• [DIRECTIONS]: Copy out the full Jurist portfolio page below, word for word and with nothing left out.
══ SELECTED EXCERPT ══
AI engineering · Portfolio

Jurist | RAG pipeline, with citations you can trust.

A multi-agent legal Q&A system over Dutch tenancy law that grounds every claim in real Civil Code articles and ECLI case citations.

Year: 2026
Role: Solo build
Status: Portfolio

Repo ↗

The problem

Legal AI hallucinates. It invents statute numbers, paraphrases rulings into the wrong direction, and cites cases that don't exist. For tenancy questions — eviction, deposit, repairs — that's the kind of error that costs people money or homes. A generic LLM can't be trusted, and verifying every output by hand defeats the purpose.

What I built

01Five sequential async-generator agents — decomposer, statute retriever, case retriever, synthesizer, validator — orchestrated without framework dependencies
02A 218-node knowledge graph of the Dutch Civil Code traversed by a Sonnet agent for statute retrieval
03Local bge-m3 embeddings over ~49K case-law chunks in LanceDB, with Haiku reranking the top candidates
04Synthesis with enum-constrained citation tokens — every claim must reference a real article ID or ECLI
05Streaming pipeline: typed TraceEvents flow over SSE into a React UI that animates the knowledge graph and tokens in real time

Tech stack

Python
FastAPI
React
Anthropic
LanceDB
Multi-agent pipeline

What I learned

Citation accuracy is an architecture problem, not a prompt problem. Splitting the work across small, single-purpose agents and making each one's output structurally verifiable gets you further than one large prompt with stricter instructions.
═══
══ GIVEN RECORDS ══
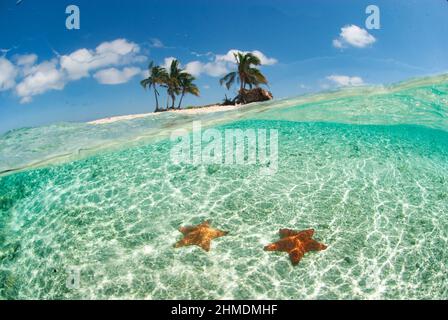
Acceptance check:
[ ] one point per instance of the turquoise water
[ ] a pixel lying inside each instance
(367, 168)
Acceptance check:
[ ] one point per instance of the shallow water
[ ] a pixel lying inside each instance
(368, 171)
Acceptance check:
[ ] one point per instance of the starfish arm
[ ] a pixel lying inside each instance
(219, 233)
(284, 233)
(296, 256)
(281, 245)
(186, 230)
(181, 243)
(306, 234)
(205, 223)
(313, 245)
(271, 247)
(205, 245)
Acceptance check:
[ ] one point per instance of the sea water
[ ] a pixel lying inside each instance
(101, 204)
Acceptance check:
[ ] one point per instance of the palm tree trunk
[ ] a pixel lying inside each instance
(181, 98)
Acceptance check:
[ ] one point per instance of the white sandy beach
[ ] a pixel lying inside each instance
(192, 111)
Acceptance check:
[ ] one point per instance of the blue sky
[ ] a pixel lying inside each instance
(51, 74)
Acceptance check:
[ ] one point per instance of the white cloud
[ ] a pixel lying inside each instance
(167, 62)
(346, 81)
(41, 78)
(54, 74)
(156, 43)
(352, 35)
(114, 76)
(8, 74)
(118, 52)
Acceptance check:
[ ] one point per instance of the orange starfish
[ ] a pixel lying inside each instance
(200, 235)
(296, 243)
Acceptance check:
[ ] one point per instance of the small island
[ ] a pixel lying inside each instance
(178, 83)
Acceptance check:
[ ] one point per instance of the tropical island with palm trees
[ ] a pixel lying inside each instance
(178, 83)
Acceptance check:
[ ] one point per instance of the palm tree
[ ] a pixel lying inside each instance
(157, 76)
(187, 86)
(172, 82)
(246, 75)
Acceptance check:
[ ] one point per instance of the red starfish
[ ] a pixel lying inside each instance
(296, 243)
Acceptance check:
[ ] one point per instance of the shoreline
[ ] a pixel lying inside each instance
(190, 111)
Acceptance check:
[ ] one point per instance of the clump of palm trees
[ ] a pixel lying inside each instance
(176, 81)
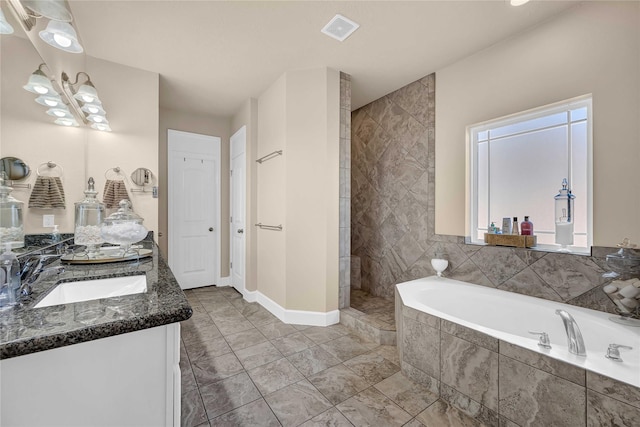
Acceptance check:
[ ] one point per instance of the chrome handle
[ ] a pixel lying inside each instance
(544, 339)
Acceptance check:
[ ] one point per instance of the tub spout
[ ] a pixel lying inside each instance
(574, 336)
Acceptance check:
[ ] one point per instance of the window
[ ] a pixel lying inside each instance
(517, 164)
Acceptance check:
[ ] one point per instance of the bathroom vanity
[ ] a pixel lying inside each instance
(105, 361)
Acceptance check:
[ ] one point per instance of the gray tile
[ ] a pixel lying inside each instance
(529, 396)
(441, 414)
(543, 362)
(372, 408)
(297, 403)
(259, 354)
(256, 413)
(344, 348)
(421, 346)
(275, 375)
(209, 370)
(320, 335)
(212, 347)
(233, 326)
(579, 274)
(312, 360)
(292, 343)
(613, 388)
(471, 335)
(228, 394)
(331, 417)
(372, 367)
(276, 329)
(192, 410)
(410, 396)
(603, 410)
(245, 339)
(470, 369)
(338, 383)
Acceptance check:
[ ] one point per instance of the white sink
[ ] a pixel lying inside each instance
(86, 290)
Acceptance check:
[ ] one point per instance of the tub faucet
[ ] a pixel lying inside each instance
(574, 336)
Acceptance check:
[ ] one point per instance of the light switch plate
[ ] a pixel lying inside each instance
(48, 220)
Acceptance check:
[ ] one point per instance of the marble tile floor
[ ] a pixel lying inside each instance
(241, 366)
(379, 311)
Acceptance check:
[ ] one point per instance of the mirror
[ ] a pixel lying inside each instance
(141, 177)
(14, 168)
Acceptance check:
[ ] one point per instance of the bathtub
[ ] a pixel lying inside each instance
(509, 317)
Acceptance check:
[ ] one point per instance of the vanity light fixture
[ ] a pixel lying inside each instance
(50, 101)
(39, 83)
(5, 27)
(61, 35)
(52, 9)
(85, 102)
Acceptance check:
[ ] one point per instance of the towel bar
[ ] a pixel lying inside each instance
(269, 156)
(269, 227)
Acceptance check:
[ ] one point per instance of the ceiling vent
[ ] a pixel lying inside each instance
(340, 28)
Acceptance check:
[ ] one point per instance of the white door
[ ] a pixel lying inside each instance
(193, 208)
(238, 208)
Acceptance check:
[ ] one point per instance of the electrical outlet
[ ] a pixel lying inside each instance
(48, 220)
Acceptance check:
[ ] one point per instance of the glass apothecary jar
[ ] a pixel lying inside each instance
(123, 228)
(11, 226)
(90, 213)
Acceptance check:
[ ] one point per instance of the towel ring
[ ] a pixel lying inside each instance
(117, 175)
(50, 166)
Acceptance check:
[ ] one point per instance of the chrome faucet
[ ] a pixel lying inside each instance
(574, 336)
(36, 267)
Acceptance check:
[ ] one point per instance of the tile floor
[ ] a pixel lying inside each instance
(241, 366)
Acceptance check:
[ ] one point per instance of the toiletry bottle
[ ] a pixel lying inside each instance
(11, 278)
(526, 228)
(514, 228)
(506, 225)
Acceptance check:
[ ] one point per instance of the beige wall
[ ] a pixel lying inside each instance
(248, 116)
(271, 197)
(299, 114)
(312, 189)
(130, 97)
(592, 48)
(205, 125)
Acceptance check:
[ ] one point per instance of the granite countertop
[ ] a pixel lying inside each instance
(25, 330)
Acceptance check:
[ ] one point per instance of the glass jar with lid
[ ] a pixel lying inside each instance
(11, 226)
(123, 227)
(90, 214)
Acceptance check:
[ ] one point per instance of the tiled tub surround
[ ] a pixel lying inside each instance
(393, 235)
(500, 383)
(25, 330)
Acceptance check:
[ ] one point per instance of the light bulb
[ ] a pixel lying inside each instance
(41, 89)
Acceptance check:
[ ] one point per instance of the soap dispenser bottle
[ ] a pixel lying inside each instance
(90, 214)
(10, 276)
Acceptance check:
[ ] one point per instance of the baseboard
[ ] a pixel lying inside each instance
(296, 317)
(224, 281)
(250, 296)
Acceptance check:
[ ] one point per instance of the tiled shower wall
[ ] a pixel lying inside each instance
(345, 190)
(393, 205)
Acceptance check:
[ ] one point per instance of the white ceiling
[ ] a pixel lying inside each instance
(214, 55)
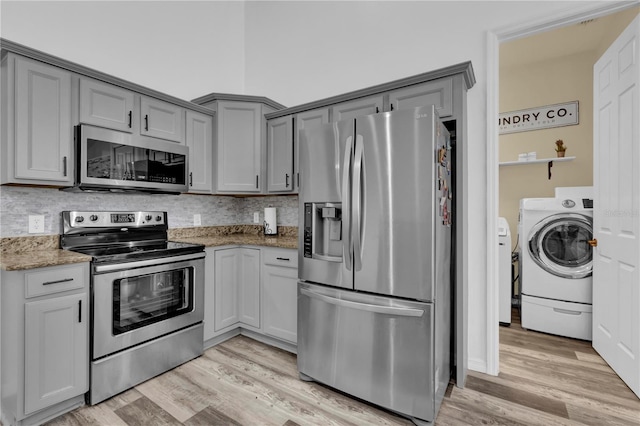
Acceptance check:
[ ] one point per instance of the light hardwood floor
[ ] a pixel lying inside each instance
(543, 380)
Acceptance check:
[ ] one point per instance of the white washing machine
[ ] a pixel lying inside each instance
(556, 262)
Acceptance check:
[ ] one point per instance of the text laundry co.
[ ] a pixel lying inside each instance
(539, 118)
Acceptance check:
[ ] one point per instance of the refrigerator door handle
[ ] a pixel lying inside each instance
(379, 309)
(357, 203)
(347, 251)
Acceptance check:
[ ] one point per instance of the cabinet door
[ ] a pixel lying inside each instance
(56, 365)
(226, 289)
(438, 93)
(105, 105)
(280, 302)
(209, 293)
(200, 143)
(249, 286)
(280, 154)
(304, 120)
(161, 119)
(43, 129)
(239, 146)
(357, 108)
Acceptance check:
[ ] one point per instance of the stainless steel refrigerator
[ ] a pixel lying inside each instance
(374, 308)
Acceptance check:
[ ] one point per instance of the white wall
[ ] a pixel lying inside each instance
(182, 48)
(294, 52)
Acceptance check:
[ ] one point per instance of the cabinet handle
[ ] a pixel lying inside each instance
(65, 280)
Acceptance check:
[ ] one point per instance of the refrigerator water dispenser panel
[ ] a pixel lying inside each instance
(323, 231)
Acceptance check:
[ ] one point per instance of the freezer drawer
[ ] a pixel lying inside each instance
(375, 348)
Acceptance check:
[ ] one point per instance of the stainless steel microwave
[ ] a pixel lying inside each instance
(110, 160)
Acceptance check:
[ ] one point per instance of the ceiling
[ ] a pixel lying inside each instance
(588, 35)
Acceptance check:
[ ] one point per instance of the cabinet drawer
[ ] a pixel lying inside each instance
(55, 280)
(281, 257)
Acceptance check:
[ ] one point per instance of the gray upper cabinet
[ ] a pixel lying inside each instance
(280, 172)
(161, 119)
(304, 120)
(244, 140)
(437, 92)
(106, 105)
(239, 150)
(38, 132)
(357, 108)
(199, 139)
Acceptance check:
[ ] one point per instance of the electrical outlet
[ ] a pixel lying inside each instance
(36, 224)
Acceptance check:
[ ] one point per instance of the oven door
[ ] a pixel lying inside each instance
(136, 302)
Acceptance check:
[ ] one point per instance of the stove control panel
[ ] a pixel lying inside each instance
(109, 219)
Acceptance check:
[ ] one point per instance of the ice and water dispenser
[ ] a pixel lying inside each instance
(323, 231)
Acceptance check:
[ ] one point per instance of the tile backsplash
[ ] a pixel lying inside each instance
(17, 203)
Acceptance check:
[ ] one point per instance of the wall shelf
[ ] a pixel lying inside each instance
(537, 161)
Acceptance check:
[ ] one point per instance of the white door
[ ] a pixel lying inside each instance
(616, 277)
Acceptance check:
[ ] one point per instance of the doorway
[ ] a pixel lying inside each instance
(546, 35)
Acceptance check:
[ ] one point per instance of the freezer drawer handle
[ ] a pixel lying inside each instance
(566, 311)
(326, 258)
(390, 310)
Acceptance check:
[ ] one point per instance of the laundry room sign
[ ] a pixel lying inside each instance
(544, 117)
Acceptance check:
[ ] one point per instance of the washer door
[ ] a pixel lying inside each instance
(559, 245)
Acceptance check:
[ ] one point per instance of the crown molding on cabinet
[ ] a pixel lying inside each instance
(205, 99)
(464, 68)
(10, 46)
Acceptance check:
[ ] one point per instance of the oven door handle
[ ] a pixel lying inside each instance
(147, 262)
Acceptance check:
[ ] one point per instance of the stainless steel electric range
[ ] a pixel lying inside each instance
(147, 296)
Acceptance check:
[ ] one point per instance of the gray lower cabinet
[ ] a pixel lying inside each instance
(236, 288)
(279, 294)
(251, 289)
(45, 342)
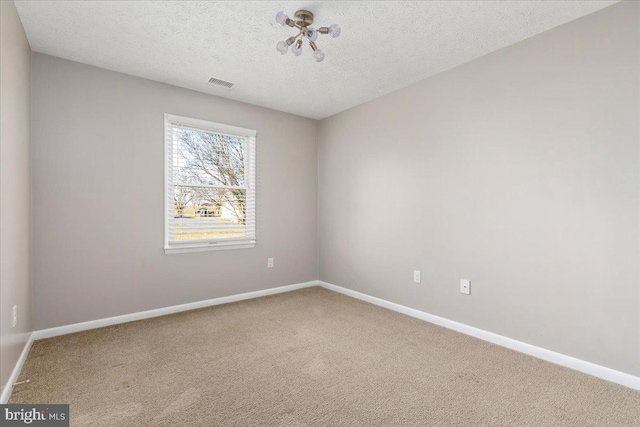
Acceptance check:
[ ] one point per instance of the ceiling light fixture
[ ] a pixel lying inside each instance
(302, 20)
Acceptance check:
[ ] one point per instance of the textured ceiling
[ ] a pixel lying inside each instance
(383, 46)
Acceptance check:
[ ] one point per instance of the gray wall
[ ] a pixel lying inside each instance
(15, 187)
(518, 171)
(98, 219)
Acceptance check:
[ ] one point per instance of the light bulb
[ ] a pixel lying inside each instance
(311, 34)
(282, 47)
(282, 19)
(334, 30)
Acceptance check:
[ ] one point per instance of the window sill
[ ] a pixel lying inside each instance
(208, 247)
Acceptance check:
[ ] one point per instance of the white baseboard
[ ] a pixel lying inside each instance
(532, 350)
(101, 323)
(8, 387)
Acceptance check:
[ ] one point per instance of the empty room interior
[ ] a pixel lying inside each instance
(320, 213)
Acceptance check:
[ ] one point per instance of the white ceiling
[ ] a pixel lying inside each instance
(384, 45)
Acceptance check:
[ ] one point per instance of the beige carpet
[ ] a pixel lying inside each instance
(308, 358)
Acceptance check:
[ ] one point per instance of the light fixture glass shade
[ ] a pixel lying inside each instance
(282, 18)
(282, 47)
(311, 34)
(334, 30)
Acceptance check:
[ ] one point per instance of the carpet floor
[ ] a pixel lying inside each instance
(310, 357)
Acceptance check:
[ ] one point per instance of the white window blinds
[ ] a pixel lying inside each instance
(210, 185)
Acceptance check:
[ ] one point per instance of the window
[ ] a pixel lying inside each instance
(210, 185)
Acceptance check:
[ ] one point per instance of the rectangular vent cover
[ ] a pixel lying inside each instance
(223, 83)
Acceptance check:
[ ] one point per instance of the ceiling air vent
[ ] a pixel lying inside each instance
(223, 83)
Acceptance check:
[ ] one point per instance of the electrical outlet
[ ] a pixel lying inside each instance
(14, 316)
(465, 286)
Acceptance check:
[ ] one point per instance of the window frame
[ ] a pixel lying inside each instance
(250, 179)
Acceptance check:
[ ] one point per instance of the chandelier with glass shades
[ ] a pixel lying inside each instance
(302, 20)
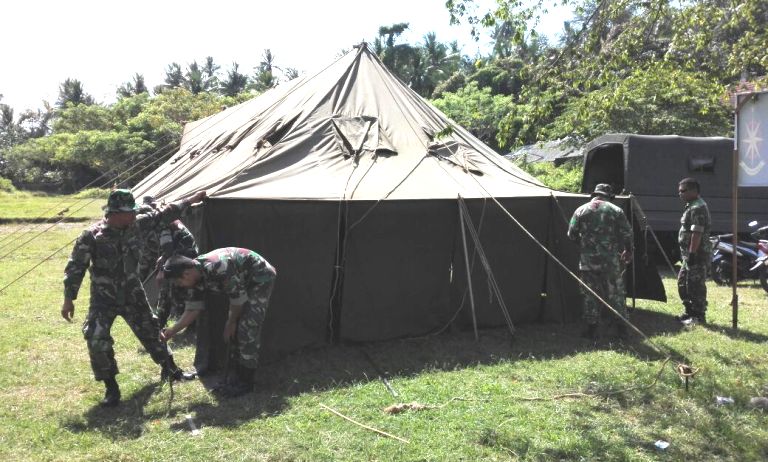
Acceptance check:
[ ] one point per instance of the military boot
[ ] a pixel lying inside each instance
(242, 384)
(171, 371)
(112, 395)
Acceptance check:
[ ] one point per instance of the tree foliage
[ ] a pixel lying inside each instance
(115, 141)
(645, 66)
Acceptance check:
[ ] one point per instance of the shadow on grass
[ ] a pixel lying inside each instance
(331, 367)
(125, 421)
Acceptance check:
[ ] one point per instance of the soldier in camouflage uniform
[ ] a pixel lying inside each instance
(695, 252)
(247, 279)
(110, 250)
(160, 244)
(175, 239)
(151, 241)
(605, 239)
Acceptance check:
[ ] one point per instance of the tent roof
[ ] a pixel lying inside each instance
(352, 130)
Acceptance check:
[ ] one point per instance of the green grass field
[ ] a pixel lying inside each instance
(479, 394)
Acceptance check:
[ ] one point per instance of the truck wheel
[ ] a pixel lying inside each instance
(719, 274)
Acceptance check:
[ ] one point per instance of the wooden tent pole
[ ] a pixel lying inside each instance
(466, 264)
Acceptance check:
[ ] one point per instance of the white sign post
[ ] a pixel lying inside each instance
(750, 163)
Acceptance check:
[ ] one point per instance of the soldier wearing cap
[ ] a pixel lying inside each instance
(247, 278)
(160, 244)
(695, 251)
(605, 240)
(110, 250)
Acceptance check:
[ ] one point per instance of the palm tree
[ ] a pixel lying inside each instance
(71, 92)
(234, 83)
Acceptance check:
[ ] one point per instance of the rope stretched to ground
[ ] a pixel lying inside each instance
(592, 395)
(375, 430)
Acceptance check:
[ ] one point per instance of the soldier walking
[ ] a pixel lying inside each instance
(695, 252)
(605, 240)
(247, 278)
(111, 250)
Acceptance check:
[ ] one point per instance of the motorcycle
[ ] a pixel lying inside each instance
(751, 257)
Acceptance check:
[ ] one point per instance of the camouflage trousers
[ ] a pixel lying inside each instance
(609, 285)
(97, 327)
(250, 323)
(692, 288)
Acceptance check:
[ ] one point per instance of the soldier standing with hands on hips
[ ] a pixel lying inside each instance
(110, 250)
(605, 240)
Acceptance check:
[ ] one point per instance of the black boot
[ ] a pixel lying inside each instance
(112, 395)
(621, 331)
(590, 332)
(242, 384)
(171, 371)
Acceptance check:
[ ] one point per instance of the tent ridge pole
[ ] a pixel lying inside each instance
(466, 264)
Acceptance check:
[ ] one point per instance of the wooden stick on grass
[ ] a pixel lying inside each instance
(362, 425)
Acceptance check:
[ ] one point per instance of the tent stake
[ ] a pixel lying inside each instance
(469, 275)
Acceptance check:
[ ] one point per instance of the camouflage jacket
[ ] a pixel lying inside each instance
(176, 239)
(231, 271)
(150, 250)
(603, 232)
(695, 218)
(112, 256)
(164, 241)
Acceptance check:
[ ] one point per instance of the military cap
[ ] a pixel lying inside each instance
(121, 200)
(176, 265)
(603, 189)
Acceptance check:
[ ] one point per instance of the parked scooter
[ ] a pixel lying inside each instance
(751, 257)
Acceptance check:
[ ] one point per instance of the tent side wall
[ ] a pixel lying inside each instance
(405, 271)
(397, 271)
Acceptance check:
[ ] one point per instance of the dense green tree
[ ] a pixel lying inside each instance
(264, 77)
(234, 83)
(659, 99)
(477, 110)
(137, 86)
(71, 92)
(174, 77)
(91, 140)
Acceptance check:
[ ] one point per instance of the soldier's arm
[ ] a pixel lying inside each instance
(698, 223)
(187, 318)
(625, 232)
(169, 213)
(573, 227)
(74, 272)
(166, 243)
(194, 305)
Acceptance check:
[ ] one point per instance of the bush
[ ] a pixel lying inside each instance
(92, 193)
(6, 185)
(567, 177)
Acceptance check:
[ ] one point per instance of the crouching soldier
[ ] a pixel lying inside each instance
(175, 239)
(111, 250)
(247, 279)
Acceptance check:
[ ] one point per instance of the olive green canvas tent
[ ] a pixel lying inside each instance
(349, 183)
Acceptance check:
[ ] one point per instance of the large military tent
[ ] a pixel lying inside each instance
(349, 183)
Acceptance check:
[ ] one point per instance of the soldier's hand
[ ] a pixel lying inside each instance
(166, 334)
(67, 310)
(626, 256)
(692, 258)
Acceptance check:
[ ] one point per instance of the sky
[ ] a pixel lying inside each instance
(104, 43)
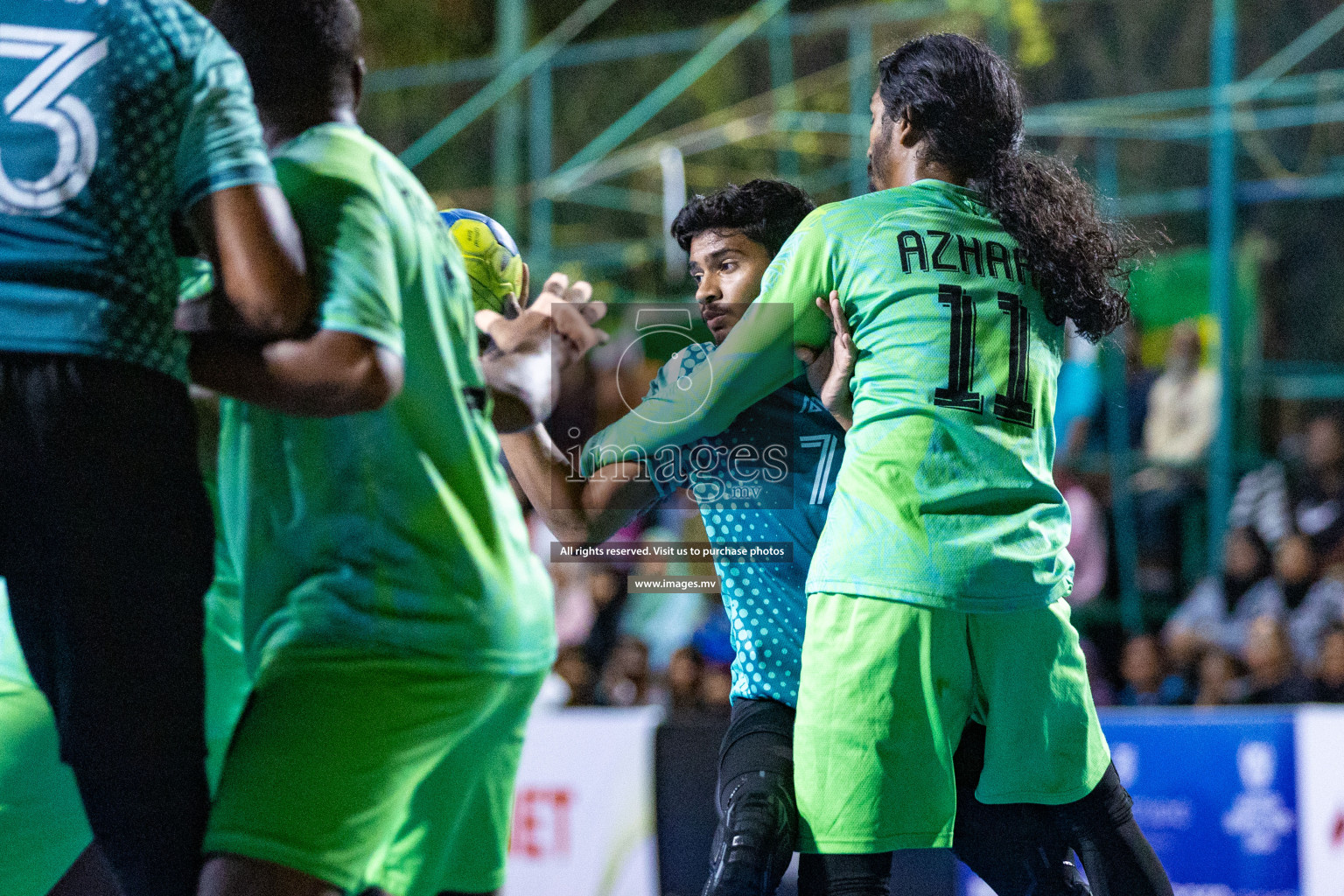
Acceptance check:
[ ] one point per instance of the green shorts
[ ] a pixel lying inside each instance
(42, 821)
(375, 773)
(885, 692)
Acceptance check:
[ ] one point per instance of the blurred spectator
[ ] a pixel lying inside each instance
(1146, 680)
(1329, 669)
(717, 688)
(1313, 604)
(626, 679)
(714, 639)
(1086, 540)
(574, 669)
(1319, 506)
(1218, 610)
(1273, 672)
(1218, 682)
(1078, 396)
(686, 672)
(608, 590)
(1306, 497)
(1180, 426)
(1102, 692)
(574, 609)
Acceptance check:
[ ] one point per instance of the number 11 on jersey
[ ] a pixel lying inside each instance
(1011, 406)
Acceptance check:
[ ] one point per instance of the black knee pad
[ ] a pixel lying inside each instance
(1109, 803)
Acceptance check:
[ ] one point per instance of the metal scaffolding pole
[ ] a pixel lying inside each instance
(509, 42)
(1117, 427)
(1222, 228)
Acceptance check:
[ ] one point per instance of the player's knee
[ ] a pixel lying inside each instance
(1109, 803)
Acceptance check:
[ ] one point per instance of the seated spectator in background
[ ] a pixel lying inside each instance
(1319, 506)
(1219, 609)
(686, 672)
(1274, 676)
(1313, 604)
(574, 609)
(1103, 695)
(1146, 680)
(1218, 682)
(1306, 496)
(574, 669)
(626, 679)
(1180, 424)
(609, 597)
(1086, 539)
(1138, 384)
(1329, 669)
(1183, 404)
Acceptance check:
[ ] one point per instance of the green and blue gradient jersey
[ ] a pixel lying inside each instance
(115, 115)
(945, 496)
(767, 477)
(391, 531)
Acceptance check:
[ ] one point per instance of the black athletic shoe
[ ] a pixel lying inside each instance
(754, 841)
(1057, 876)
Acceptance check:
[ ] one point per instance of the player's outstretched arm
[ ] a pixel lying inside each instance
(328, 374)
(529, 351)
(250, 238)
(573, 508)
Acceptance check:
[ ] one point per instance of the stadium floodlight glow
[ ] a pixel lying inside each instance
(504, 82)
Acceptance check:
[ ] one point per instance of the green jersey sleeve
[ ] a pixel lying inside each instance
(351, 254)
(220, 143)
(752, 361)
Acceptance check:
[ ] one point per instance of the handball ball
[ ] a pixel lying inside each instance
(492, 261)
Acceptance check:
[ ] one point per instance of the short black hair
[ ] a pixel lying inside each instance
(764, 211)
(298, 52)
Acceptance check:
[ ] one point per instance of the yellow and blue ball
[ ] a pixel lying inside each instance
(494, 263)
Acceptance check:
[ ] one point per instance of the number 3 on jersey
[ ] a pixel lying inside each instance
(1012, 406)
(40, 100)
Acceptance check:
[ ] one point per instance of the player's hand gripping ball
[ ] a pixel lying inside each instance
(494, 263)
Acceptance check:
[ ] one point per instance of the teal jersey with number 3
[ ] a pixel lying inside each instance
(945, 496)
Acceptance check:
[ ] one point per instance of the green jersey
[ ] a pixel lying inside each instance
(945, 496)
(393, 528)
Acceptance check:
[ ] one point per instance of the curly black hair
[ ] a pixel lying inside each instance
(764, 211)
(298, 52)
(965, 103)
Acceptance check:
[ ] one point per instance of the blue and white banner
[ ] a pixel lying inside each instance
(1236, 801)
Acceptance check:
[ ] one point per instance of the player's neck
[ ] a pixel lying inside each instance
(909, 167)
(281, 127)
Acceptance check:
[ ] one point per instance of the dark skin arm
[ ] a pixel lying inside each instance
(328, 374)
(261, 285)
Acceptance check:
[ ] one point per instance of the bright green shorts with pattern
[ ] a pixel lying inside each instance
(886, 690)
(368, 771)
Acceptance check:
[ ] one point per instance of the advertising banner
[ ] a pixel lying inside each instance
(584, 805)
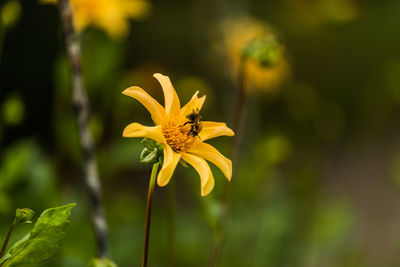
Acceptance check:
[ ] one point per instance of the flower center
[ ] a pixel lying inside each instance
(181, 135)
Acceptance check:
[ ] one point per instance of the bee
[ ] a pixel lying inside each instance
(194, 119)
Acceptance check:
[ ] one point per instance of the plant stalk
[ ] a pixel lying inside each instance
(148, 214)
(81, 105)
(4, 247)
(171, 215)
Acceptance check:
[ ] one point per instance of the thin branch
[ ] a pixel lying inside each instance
═══
• [ANSWER TO THIS EXERCISE]:
AI engineering · Portfolio

Jurist | RAG pipeline, with citations you can trust.

A multi-agent legal Q&A system over Dutch tenancy law that grounds every claim in real Civil Code articles and ECLI case citations.

Year: 2026
Role: Solo build
Status: Portfolio

Repo ↗

The problem

Legal AI hallucinates. It invents statute numbers, paraphrases rulings into the wrong direction, and cites cases that don't exist. For tenancy questions — eviction, deposit, repairs — that's the kind of error that costs people money or homes. A generic LLM can't be trusted, and verifying every output by hand defeats the purpose.

What I built

01Five sequential async-generator agents — decomposer, statute retriever, case retriever, synthesizer, validator — orchestrated without framework dependencies
02A 218-node knowledge graph of the Dutch Civil Code traversed by a Sonnet agent for statute retrieval
03Local bge-m3 embeddings over ~49K case-law chunks in LanceDB, with Haiku reranking the top candidates
04Synthesis with enum-constrained citation tokens — every claim must reference a real article ID or ECLI
05Streaming pipeline: typed TraceEvents flow over SSE into a React UI that animates the knowledge graph and tokens in real time

Tech stack

Python
FastAPI
React
Anthropic
LanceDB
Multi-agent pipeline

What I learned

Citation accuracy is an architecture problem, not a prompt problem. Splitting the work across small, single-purpose agents and making each one's output structurally verifiable gets you further than one large prompt with stricter instructions.